-- Given passage --

The inky journey of a modern day Troubador

Maybe

It’s risky, speaking out.
You may be

Maybe misunderstood, maybe shamed, maybe judged..
Maybe you are just a private person, maybe its just your business alone.

Maybe it was a steamy night, a midsummer eve with the crickets chirping outside the open windows of your (then) favorite bar.
Maybe you’d had three acidic bitter beers in an hour. Trying to burn out the pangs of the week.
Maybe you had invited a friend along, because he was smart, funny, and easy to be around. Maybe you’d known him for a year or so.
And then maybe you were perched at the bar in your kick-ass leather skirt, and uncrossed your legs to lean forward for your next beer.
You’d felt it maybe.
his hand, sliding up your thigh, between your legs reaching towards the peak.
Startled, of course, you swiveled on the stool away from the hand and drew your knees together.
The conversation had continued and he never missed a beat.
So you’d re-engaged.
but maybe 15 minutes later you were looking for chap-stick in your purse, and you’d felt it again.
This time forceful, pushing apart your knees and roughly jamming the hand up to your vagina, barely guarded by a thin black lace.

-- Parts of the exercise --
[A] Transcribe the passage about the night at the bar word for word, beginning at the words "Maybe misunderstood, maybe" and ending after the words "towards the peak.".
[B] According to the passage about the night at the bar, how many beers had been drunk in an hour?
[C] Write the next part of the passage about the night at the bar, picking up after its final sentence.
The records below are drawn from a different source than the passage.

-- Information --
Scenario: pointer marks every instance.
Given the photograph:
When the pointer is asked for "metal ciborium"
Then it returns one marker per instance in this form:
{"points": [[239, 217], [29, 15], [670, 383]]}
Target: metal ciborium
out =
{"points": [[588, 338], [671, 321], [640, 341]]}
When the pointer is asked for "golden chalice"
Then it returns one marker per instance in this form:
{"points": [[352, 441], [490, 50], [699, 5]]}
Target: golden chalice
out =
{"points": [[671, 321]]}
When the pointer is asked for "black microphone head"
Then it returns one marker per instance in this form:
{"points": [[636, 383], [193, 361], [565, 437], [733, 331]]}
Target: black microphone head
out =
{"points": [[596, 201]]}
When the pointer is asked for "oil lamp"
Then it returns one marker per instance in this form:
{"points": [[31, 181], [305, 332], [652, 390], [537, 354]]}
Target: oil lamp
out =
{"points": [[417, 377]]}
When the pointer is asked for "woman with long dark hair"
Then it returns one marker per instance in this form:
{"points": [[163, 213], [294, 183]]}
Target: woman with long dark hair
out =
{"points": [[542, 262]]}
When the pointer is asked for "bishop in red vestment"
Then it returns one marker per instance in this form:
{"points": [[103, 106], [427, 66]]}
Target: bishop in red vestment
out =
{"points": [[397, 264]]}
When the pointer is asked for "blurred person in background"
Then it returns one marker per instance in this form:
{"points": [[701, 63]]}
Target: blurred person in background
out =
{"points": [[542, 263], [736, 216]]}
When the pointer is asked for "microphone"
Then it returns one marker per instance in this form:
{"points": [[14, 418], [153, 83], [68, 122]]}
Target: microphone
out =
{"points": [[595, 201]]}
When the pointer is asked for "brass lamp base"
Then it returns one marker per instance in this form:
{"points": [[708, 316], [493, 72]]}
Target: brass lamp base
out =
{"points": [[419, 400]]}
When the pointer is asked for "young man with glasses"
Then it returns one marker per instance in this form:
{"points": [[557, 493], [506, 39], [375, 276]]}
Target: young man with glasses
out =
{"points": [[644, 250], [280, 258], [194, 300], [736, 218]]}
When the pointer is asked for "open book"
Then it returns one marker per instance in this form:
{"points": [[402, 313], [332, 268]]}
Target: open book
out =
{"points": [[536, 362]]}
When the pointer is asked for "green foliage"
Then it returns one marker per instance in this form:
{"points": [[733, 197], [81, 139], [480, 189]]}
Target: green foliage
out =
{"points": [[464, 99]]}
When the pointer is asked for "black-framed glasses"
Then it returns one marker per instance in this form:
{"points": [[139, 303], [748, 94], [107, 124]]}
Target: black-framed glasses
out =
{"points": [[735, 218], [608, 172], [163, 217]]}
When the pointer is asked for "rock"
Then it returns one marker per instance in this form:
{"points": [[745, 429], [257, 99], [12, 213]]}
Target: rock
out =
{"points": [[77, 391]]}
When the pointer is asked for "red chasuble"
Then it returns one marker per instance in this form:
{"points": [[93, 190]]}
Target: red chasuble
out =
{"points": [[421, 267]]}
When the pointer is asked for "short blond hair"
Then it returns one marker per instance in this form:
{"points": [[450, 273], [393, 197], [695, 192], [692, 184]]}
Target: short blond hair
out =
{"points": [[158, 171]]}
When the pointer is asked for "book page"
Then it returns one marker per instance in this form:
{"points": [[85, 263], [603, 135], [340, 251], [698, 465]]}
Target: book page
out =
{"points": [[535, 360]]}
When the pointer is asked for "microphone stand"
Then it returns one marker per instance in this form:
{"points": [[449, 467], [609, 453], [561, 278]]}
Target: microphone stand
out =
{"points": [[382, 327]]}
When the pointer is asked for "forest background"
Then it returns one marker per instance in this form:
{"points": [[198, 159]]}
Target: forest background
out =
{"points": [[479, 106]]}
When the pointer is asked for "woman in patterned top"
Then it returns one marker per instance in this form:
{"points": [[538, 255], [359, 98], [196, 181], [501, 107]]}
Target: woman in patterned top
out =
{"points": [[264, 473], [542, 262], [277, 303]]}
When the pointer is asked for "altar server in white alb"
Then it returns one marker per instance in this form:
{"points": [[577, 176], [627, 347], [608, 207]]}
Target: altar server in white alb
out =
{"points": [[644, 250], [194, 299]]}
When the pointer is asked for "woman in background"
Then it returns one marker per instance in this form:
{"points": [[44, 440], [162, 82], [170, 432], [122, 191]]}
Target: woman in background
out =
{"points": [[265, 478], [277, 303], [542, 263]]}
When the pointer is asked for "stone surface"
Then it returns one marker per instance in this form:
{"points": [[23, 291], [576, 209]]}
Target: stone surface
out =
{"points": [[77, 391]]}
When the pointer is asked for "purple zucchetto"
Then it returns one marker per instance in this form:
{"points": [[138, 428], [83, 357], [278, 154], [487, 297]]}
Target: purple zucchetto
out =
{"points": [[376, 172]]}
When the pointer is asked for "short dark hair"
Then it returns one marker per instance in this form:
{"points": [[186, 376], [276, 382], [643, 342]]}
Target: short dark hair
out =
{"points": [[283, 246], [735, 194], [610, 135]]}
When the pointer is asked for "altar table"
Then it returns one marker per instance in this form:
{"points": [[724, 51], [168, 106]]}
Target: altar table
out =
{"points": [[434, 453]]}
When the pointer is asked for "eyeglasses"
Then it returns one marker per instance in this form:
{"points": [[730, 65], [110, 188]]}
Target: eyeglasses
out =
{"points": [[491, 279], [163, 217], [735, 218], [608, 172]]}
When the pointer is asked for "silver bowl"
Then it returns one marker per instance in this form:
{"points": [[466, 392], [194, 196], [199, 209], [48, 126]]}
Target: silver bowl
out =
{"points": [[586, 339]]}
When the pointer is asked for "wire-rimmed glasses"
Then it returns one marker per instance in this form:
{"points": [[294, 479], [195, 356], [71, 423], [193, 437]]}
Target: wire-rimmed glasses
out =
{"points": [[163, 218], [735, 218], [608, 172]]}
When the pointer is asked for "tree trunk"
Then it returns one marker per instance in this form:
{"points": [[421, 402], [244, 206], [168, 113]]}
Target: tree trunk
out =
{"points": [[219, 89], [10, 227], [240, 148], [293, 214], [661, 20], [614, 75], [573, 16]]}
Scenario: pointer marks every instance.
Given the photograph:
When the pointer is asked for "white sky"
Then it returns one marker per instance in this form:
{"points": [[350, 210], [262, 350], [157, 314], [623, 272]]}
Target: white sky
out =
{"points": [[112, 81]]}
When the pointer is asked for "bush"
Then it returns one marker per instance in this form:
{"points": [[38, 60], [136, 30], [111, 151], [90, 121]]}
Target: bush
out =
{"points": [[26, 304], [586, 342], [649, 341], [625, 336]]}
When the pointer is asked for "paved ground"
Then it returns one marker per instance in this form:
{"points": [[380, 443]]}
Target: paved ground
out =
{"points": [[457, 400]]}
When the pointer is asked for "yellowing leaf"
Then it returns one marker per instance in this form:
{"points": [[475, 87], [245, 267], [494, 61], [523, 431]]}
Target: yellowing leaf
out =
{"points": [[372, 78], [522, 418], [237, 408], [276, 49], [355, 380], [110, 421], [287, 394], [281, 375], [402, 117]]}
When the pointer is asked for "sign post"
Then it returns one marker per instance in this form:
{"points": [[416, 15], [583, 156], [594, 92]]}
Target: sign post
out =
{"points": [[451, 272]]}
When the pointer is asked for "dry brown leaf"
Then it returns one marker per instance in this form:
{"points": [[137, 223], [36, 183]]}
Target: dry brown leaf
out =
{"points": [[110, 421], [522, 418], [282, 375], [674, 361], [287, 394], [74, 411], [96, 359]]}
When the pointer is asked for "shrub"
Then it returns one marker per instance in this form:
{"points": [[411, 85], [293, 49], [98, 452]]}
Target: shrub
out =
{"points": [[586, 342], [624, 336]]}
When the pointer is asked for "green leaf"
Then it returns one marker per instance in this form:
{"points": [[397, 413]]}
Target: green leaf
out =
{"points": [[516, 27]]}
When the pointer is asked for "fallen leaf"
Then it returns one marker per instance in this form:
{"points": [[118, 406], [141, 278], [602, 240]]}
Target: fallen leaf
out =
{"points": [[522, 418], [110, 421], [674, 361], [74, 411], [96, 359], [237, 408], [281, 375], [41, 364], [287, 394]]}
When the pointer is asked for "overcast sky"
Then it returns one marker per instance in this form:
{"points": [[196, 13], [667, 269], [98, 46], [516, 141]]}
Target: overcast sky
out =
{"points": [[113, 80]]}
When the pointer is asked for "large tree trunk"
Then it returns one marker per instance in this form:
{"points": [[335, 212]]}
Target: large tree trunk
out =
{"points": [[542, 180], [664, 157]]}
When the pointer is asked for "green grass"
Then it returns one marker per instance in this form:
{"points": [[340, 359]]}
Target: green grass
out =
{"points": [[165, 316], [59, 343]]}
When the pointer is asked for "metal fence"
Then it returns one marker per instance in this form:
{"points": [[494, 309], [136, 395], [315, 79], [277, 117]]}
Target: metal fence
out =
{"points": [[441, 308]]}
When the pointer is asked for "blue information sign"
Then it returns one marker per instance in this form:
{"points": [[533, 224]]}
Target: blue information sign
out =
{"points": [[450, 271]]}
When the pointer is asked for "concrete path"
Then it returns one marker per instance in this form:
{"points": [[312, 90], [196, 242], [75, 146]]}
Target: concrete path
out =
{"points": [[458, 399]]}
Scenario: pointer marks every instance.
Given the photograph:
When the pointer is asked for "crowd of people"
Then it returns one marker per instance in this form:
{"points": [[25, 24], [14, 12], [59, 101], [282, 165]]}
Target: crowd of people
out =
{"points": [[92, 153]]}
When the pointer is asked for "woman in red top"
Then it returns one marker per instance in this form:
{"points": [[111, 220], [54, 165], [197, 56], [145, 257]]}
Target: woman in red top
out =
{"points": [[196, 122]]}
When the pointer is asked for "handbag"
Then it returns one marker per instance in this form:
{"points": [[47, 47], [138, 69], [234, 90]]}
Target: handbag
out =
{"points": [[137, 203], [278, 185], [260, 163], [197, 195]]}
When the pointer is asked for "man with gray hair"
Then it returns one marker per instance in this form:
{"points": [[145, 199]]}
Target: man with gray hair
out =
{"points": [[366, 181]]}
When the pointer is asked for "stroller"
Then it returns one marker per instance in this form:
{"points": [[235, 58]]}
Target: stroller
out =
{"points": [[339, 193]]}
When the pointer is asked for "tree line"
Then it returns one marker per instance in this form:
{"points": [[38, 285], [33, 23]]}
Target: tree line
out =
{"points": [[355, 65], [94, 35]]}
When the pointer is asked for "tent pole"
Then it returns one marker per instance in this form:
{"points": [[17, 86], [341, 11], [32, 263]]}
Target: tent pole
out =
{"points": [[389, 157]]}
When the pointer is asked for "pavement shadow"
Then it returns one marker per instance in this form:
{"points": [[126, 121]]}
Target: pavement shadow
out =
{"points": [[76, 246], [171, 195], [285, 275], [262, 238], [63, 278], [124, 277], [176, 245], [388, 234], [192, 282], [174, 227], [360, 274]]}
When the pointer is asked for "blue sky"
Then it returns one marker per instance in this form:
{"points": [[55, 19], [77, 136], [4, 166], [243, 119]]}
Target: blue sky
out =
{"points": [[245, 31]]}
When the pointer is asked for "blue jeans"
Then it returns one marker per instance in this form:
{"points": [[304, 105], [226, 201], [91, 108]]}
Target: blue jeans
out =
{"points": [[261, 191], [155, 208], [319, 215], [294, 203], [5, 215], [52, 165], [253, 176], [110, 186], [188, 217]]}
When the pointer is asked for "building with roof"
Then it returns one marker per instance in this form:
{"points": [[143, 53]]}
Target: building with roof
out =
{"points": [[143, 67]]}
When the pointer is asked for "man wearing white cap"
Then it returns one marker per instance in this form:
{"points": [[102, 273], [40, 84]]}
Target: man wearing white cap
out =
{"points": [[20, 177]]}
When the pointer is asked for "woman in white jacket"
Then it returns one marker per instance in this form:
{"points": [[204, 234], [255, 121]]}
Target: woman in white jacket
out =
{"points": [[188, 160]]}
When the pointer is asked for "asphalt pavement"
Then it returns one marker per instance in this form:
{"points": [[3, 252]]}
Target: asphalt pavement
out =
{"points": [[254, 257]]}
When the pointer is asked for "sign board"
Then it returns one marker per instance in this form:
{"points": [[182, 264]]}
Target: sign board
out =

-- Answers to each task --
[A]
Maybe misunderstood, maybe shamed, maybe judged..
Maybe you are just a private person, maybe its just your business alone.

Maybe it was a steamy night, a midsummer eve with the crickets chirping outside the open windows of your (then) favorite bar.
Maybe you’d had three acidic bitter beers in an hour. Trying to burn out the pangs of the week.
Maybe you had invited a friend along, because he was smart, funny, and easy to be around. Maybe you’d known him for a year or so.
And then maybe you were perched at the bar in your kick-ass leather skirt, and uncrossed your legs to lean forward for your next beer.
You’d felt it maybe.
his hand, sliding up your thigh, between your legs reaching towards the peak.

[B] Three acidic bitter beers.

[C]
In a crowded bar, maybe you stood up, or rather fell back off the stool away from the hand.
maybe the cold sticky bar floor was better then the seat next to your friend.

Maybe you don’t remember much of the rest of the night except the mad dash home. Ignoring his pleas, and faux concern.

Maybe it’s not the first or last time it happens.
because maybe a friend, if you’ve known him 3 years…or 30….
will feel entitled to your body.

and maybe you’ll still talk to him, be friends with him, have dinner with him.

Because what are girls taught as they become women, if not that their bodies are public domain.

To have a body as a woman, is to own a piece of property that depreciates with every touch, and is subjected to perpetual, unchecked appraisal.

Maybe, there is another way.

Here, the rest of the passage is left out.